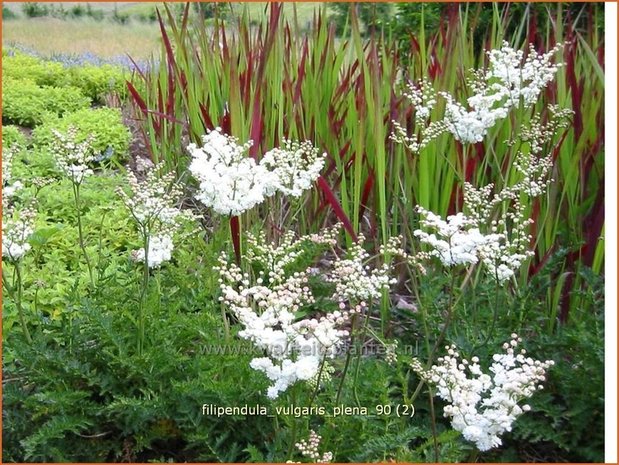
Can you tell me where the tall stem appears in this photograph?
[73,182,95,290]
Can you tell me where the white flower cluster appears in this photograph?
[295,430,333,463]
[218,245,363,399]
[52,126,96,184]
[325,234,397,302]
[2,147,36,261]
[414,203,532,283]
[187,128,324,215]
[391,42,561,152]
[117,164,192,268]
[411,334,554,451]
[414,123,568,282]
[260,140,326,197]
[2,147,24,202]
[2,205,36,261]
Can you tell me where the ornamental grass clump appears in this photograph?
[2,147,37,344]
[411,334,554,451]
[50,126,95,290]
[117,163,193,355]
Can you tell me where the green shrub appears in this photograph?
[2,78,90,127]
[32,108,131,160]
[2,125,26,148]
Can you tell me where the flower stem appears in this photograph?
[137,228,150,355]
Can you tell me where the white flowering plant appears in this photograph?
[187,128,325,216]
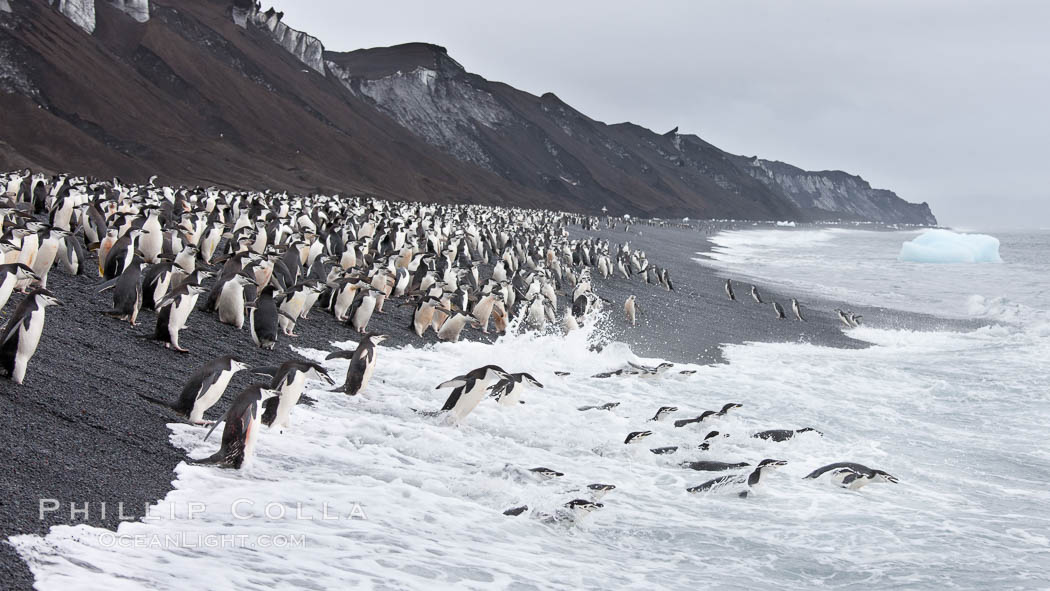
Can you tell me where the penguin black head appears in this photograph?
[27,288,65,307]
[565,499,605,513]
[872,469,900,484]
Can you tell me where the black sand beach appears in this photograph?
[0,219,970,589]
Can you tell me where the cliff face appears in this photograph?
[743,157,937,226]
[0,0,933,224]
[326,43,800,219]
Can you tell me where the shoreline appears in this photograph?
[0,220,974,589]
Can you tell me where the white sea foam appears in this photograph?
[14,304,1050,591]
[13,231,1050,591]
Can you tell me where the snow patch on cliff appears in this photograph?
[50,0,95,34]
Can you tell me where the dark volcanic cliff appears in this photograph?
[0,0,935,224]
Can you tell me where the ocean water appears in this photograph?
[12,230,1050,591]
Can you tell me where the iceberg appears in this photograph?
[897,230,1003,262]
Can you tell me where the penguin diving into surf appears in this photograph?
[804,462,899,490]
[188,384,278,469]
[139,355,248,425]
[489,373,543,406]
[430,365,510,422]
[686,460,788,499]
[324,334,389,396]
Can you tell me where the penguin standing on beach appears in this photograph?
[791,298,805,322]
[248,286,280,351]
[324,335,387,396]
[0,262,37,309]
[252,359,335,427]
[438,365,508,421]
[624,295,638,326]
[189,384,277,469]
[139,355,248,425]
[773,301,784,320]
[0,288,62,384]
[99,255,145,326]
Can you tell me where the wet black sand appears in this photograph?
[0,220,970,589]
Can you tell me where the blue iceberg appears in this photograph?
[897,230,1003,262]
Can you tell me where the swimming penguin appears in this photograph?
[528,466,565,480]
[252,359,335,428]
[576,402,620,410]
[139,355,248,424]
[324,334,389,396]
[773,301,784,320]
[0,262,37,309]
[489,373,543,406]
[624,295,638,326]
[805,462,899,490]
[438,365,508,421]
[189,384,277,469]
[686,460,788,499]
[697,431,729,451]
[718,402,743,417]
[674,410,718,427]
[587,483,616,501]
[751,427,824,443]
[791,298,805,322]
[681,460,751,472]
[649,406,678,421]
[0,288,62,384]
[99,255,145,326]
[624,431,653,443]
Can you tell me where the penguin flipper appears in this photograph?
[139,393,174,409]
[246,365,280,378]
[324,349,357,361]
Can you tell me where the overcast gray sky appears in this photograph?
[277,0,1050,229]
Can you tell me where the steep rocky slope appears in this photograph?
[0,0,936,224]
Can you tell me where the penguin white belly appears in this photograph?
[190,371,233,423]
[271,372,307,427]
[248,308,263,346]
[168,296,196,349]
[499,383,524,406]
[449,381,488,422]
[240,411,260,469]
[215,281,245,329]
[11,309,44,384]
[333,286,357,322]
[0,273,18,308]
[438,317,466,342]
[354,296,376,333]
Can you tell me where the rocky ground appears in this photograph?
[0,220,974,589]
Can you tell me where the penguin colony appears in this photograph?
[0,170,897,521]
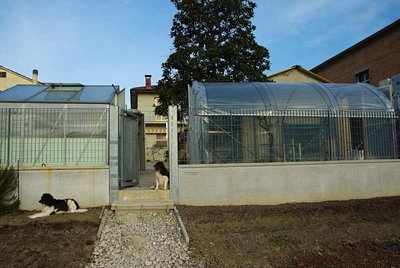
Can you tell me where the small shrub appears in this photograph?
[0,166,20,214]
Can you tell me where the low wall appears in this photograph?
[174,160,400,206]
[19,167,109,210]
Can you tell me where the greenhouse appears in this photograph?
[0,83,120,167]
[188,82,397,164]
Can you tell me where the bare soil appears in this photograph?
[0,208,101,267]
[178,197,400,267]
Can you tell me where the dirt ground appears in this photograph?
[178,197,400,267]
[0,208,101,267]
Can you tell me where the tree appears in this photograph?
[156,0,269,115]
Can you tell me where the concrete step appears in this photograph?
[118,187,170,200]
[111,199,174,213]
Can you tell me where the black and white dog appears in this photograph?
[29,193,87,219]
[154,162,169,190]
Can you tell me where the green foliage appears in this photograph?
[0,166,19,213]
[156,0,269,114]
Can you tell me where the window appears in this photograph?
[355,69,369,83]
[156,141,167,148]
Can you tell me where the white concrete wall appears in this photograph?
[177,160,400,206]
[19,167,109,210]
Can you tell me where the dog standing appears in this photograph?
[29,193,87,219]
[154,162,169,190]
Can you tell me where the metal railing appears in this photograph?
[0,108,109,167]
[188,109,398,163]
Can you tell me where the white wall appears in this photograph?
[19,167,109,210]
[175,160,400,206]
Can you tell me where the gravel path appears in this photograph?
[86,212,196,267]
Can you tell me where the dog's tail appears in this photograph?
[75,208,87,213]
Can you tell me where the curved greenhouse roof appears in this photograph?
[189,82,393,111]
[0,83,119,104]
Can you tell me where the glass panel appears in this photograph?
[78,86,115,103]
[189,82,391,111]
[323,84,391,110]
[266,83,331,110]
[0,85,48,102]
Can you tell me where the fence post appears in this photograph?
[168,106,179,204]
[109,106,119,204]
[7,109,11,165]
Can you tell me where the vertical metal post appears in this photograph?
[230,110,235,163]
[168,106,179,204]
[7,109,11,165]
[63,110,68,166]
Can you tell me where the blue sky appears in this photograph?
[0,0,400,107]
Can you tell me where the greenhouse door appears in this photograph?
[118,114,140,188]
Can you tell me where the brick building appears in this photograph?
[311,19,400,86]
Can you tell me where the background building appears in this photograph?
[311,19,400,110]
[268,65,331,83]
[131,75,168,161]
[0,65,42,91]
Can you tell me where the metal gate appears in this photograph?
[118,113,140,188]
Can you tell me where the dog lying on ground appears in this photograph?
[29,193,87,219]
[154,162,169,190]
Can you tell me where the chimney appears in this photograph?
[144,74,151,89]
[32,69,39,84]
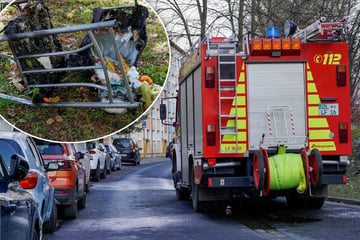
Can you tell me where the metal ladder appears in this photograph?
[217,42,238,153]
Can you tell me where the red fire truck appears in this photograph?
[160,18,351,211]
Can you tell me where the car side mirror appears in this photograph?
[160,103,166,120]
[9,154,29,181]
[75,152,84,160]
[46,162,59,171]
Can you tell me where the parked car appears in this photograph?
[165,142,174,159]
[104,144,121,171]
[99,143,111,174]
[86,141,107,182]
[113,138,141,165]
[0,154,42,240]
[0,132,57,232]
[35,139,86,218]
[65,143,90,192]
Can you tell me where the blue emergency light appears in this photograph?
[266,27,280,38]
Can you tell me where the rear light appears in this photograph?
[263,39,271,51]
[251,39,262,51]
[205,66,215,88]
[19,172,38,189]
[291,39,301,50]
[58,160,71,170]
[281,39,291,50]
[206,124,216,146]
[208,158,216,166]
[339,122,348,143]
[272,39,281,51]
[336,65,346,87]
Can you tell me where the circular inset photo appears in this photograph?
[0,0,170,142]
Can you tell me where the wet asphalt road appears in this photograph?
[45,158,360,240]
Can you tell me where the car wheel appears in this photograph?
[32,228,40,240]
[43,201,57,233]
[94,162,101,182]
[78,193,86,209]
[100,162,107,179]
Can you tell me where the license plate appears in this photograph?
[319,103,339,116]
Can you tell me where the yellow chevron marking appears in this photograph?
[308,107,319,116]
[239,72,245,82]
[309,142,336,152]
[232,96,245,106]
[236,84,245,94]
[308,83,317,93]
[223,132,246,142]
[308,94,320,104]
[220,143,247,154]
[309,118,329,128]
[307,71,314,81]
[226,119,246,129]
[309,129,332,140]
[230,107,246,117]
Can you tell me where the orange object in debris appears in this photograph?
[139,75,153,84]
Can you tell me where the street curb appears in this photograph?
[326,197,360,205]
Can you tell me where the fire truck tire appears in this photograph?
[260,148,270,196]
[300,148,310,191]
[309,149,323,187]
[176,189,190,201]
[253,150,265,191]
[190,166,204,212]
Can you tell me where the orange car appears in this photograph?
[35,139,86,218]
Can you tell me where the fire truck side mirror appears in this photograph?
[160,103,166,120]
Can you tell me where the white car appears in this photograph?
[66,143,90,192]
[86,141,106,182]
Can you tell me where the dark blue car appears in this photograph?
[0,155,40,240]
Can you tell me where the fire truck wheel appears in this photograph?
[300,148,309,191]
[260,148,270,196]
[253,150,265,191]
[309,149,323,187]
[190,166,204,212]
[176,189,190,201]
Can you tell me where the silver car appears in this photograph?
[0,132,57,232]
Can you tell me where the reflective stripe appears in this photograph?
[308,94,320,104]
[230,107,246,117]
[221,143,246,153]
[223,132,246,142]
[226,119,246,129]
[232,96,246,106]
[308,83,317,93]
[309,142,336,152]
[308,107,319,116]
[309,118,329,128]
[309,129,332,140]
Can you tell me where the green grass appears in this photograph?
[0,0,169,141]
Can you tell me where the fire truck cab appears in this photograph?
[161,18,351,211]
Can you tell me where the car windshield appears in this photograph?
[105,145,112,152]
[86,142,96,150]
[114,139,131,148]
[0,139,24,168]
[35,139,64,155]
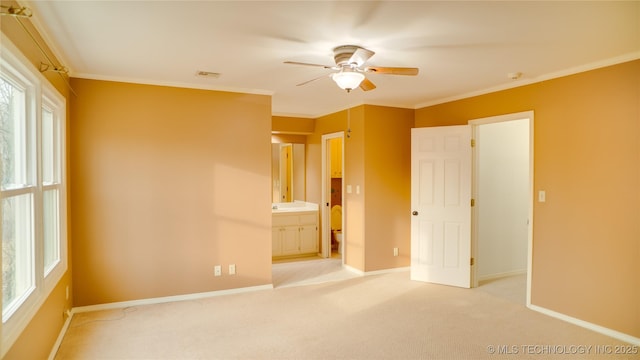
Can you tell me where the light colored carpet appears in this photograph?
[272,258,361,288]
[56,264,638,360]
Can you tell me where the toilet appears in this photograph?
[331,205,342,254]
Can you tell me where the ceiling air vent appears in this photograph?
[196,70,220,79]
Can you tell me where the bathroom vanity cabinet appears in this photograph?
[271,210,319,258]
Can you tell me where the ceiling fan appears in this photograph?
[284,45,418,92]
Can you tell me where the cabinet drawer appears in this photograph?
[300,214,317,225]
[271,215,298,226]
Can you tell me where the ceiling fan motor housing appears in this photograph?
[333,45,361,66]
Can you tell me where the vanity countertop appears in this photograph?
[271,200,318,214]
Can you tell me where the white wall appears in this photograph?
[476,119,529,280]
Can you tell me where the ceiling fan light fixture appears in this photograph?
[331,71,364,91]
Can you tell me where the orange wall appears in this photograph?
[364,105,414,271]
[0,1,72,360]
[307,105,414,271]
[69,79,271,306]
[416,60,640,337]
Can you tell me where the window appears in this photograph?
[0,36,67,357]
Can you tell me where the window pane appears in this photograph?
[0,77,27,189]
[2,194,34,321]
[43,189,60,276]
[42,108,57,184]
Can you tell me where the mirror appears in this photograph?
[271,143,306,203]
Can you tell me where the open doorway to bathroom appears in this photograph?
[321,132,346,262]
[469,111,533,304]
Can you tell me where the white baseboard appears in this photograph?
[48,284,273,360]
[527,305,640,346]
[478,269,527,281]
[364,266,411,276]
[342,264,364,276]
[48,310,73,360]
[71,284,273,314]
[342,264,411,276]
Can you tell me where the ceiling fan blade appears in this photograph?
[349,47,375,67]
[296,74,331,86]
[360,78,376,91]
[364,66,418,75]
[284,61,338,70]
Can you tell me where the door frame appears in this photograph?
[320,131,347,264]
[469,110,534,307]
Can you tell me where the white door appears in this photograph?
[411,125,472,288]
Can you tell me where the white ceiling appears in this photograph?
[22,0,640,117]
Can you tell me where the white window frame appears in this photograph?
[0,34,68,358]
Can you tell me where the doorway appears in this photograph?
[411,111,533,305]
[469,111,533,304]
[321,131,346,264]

★ ★ ★ ★ ★ ★ ★

- Lo que se pide:
Indica cada línea de los ítems anteriores en la que aparece la palabra "dark", y cópiala completa.

- Resultado del ejercicio:
Can you tell me where the dark volcanic cliff appears in this photograph?
Can you tell me where the dark blue car appears in this photograph?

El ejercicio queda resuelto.